═══ Records to process
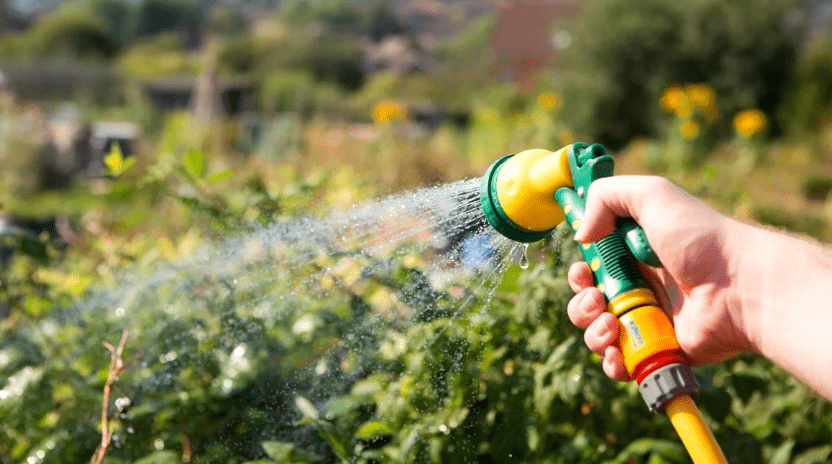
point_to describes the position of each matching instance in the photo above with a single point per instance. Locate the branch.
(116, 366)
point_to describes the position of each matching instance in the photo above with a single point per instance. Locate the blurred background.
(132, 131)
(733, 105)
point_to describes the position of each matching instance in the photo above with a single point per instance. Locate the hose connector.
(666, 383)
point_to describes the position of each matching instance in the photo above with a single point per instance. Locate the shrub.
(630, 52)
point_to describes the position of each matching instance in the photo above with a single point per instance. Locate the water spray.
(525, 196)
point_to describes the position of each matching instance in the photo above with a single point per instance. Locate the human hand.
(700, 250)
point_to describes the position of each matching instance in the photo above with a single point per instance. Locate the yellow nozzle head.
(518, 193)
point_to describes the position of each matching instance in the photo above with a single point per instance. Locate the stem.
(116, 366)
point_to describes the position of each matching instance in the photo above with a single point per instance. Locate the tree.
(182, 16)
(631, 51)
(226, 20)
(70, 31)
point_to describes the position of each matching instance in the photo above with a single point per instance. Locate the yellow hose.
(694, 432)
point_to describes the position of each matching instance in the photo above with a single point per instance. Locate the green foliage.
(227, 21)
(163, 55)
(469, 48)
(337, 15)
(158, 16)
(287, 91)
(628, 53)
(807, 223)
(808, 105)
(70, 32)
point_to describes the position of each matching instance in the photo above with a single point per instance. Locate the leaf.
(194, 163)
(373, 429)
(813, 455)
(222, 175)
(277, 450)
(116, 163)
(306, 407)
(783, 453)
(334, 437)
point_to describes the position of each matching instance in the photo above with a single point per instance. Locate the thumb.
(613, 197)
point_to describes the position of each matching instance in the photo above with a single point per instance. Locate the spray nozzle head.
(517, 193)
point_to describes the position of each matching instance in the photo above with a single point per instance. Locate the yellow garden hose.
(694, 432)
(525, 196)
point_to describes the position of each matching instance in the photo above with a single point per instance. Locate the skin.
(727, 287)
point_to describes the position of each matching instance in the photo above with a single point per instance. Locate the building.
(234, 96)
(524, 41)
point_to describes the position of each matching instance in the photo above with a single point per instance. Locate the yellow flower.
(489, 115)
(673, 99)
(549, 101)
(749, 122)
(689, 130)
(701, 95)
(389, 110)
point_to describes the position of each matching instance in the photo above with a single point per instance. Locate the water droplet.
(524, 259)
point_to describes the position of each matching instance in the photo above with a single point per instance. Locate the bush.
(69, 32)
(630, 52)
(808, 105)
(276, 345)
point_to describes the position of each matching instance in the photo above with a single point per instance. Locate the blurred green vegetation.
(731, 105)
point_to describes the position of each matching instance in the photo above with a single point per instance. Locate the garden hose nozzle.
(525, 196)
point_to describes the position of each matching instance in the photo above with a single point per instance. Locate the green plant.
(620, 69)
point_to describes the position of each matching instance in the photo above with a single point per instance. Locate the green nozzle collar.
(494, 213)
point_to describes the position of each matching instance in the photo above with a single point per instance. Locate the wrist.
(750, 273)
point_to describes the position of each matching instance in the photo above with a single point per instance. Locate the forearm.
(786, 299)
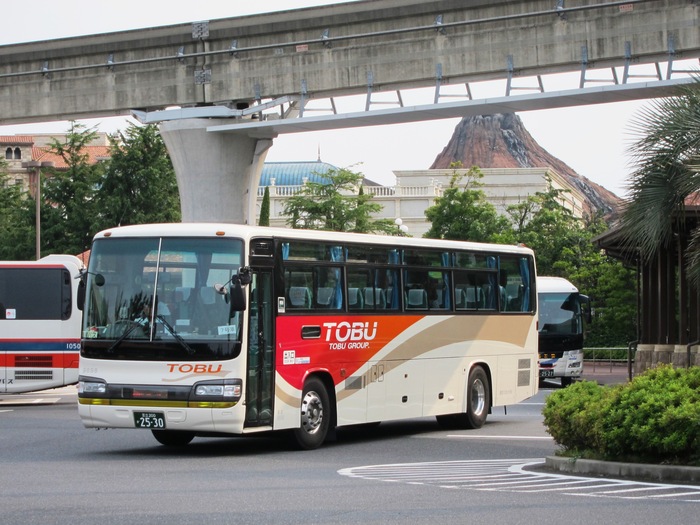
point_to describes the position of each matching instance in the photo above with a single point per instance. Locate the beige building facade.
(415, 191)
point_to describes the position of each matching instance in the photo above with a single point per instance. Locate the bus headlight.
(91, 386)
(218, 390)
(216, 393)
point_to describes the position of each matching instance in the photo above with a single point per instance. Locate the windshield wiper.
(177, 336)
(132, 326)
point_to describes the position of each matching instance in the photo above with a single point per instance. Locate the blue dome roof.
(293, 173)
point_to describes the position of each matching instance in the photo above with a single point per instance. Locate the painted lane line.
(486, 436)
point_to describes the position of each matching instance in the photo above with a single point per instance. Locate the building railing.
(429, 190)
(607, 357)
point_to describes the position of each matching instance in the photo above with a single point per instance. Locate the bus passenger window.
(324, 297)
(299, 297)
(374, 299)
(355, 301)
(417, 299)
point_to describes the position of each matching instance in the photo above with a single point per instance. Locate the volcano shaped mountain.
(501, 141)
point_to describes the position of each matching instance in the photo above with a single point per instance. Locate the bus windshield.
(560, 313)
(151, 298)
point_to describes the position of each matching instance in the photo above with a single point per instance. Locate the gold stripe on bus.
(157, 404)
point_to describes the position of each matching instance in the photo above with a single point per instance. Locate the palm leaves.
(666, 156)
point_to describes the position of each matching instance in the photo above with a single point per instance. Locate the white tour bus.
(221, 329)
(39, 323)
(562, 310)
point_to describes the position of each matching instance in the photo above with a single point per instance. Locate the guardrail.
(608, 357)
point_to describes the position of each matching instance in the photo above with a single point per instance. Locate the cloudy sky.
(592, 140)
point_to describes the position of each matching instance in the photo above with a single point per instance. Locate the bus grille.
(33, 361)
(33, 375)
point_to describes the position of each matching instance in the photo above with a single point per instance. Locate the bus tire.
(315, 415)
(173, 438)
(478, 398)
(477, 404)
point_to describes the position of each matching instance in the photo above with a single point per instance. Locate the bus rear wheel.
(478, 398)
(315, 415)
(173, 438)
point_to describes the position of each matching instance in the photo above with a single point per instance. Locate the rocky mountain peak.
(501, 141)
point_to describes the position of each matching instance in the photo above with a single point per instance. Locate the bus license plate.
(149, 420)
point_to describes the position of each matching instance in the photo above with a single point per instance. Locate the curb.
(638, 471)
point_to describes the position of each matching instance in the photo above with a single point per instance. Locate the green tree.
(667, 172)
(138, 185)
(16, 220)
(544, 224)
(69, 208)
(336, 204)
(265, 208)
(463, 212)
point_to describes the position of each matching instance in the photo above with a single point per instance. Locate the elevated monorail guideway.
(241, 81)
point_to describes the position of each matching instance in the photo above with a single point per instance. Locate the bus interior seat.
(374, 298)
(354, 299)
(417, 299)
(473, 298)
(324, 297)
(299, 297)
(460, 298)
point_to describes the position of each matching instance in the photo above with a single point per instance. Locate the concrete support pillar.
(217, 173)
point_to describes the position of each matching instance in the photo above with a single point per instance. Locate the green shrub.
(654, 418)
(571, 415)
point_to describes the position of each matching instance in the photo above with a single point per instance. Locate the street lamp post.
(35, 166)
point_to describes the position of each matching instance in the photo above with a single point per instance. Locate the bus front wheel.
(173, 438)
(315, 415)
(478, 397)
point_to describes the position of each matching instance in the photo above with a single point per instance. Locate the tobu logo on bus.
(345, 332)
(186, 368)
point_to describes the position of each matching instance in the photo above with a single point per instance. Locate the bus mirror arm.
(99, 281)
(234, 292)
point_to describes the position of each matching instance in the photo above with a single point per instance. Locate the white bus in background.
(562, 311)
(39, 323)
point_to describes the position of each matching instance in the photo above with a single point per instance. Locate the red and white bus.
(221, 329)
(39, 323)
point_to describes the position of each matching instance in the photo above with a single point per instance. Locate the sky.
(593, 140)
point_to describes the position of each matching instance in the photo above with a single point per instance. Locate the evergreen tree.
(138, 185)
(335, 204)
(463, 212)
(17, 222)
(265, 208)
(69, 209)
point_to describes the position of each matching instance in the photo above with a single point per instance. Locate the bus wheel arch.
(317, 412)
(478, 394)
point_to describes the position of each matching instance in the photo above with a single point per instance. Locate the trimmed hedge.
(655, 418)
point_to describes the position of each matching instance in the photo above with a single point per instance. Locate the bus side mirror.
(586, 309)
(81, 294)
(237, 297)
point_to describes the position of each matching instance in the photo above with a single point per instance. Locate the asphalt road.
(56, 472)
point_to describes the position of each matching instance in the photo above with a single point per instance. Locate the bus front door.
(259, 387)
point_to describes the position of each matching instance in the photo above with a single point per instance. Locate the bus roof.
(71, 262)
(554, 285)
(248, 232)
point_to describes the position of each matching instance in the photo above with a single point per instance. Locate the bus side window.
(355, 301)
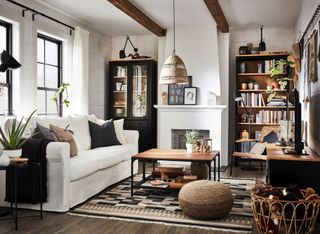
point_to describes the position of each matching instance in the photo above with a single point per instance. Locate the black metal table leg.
══════
Render the records above word for word and leave the pictures out.

▶ **Response for this exercise**:
point_to describes the position of each matching instance in the photo above with a single point per instance. Locate the branch.
(116, 366)
point_to describes the position of each matching instance in the photo above with a single point per instance. Locate the blurred background.
(132, 131)
(733, 105)
point_to describes the position of each matching instance in the photo above with a single point per instance. Locate the hose connector.
(666, 383)
point_to describes the position of each matching instance in the photo above with a single point per instance. Locate the shrub.
(630, 52)
point_to describes the position of each matching instance in the photo above with a single point per instance. Locate the water spray.
(525, 196)
point_to describes the position of each matching instance in the photo above with a single point per instance. Locate the human hand.
(700, 250)
point_to describes the position of each matching instance in the photo above with a single point per instance. Locate the yellow nozzle head.
(518, 193)
point_to describes the position of each matching instance in the photo above with a single point per instance. Locate the stem.
(116, 366)
point_to describes the position of each matching instance in the photo above with a single point per instance. Locate the tree.
(182, 16)
(631, 51)
(226, 20)
(70, 31)
point_to describes the position of each matching instance in the photo above with a single point per instance. Locate the yellow hose.
(694, 432)
point_to describes the position of each matching instance in the photo above with a single point per instance. Locate the green foliage.
(227, 21)
(163, 55)
(469, 48)
(337, 15)
(158, 16)
(287, 91)
(628, 53)
(807, 223)
(808, 105)
(70, 32)
point_to describes the position of each matching instance in the photo above with a single point per instance. Locate the leaf.
(194, 163)
(373, 429)
(813, 455)
(222, 175)
(277, 450)
(116, 163)
(306, 407)
(783, 453)
(334, 437)
point_to describes the position of each matching instance in the photo above with a single point per instance. Locate the thumb.
(613, 197)
point_to describes the position of each matching instance in the photo above with a single point per instance. Locate the spray nozzle head.
(517, 193)
point_to describes the position of each matching instance in the photo above with a single point per instance. Locate the yellow garden hose.
(694, 432)
(525, 196)
point_to describes the position of each matching instance in the photo above with a single point per instance. Locate the skin.
(727, 287)
point_to describes the position of each matching instance in the photo above with a single point per instance. Locate the building.
(234, 96)
(524, 41)
point_to describes the position of each matching instance in the photo above with a single point per instance. Locate the yellow flower.
(489, 115)
(673, 99)
(549, 101)
(749, 122)
(689, 130)
(701, 95)
(389, 110)
point_to describes the position of each matching instance in the photo above with a single point per instance. Locate the water droplet.
(524, 259)
point_to describes the position of each matching instance in the photo above with a single point per instance. Locate the bush.
(69, 32)
(630, 52)
(808, 105)
(276, 345)
point_to describes the position of each matching instance in the photo above with a single point per instance. Locate the blurred green vegetation.
(731, 105)
point_to describes the position of each matching instance in the photo above with a single point per instance. Locate the garden hose nozzle.
(525, 196)
point_to describes the position of each matching instance in the photo above with a single point per instance. Locate the green plant.
(620, 69)
point_to describes the position of each matching instance in the photo above with a single point per instance. Locate the green nozzle collar.
(494, 213)
point_to describes the position of each matching instance in the photo above with a single point per instance. Locate the wrist.
(750, 273)
point_to describes the position of each matching instance in the photo above with a single point per instance. Locate the forearm.
(786, 299)
point_to describes the position of each matching instance in the photo above with a single point per instance. Locate the beige building facade.
(415, 191)
point_to describes the position of each matching instance in the photo above with a single point per instance. Locate the bus headlight.
(91, 386)
(218, 390)
(216, 393)
point_to describes the position of each matching instance in the photo above with a single point per instance. Locate the windshield wiper.
(177, 336)
(132, 326)
point_to describes the position of each matching instance in the photo above with a single point per instance. Locate the blue dome roof.
(293, 173)
point_to describes the position of each matching instance in the photo above with a single point per instance. Locate the painted lane line.
(486, 436)
point_to describes the position of each matching instance in the photo above with a single point per instance. Locate the building railing.
(429, 190)
(607, 357)
point_to describes the position of each matching instance in the photo above with a single point per instance. Locate the bus passenger window.
(324, 297)
(299, 297)
(374, 299)
(355, 301)
(417, 299)
point_to describes the position of each matching instance in the photo above with a single point per instance. Locate the volcano shaped mountain.
(501, 141)
point_to describes the position of each matching instance in the photo above with a single point per instance. Locate the bus windshield.
(560, 313)
(151, 298)
point_to describes the position of each matching instance in the photo above with a single point per instance. Locate the gold stripe on bus.
(157, 404)
point_to describes the position of each matching instance in the photo above with a single point per instance. Locate the palm leaves.
(666, 156)
point_to describes the position of each matching instance in the photo above with a single point per instance. Locate the white tour bus.
(221, 329)
(39, 323)
(562, 310)
point_to describes the position of each matching instance in the photo above with a single point per instance. Locate the guardrail.
(608, 357)
point_to describes the position of each matching instance in the photo above with a single point per instance. Locate the cloudy sky.
(592, 140)
point_to describes the position of each matching instance in the photo above with a single point per instance. Locate the bus grille.
(33, 361)
(33, 375)
point_to describes the position of each matching instance in the photo above with a single point per instance. Locate the bus tire.
(315, 415)
(173, 438)
(478, 398)
(477, 404)
point_to describes the position of each matching instance in the photo above with a single point per instance. Locate the bus rear wheel.
(478, 398)
(315, 415)
(173, 438)
point_to describes the position of each matching instance in the photo above with a single point per instance. Locate the rocky mountain peak.
(501, 141)
point_to describes the position of each matching instance in the photo above with a single point per instance. Locate the bus license plate.
(149, 420)
point_to describes the position of each matching instance in the photo above with a single point per instance. Locate the curb.
(638, 471)
point_to describes the position of each matching instance in the photo above with a single point per instance. Locate the green tree.
(667, 172)
(138, 185)
(16, 220)
(544, 224)
(69, 208)
(336, 204)
(265, 208)
(463, 212)
point_to describes the position of each matching instance in the photo above with a single point per instance. Locate the elevated monorail guideway.
(241, 81)
point_to describes the position of each matching instance in the photo above with a single point per instance. Locate the bus interior seat.
(374, 298)
(354, 299)
(417, 299)
(473, 298)
(324, 297)
(299, 297)
(460, 298)
point_to describes the position of each matching instance in the photo above with a single point per instance. Locate the concrete support pillar.
(217, 173)
point_to describes the position of each matching instance in the photo above with a single point per instance. Locate the green shrub.
(654, 418)
(571, 415)
point_to describes the position of each matching instance in the photo above with a single point per instance. Locate the street lamp post.
(35, 166)
point_to describes the position of each matching instance in the photo above with a single point per instance. Locate the bus front wheel.
(173, 438)
(315, 415)
(478, 397)
point_to describes the position of each matching instance in the photo above with a single point per instance. Locate the tobu logo on bus.
(345, 332)
(186, 368)
point_to describes the position of each matching instance in the photo above with a single point per instance. Locate the bus mirror arm.
(99, 281)
(234, 292)
point_to describes the position of each matching instance in the photo above with a single point per instance. Locate the white bus in background.
(562, 311)
(39, 323)
point_to describes the position of each matching instance in the photo above with a single point per instance. Locate the red and white bus.
(221, 329)
(39, 323)
point_to describes the position of each matching instance in the photo above with a single point per instance. Locate the sky.
(593, 140)
point_to describes the position of each matching instance in the photo above with a single point per instance. Locate the evergreen tree.
(138, 185)
(335, 204)
(463, 212)
(17, 222)
(265, 208)
(69, 209)
point_to describes the position of each matching instance in the photo above with a single point per instance. Locate the bus wheel arch.
(317, 412)
(478, 394)
point_to describes the position of each matching instance in the photo above with a single point per instance. Locate the trimmed hedge.
(655, 418)
point_to describes the position of each matching instance in the photo above with a single point per instance. Locate the bus side mirror.
(586, 309)
(81, 294)
(237, 297)
point_to describes the position of each matching instance in the photo above with a single point per instance. Locate the asphalt road.
(56, 472)
point_to describes the position of each matching instance in the photo above with a single point per instance. Locate the bus front door.
(259, 387)
point_to describes the position of each matching instance in the photo above with a single point per instance. Locate the bus roof.
(71, 262)
(554, 285)
(248, 232)
point_to describes the position of each matching instance in the photo above with a single point per instance. Locate the bus side window.
(355, 301)
point_to describes the position of each matching instance in the photo above with a single point per instance. Locate the black metal table leg.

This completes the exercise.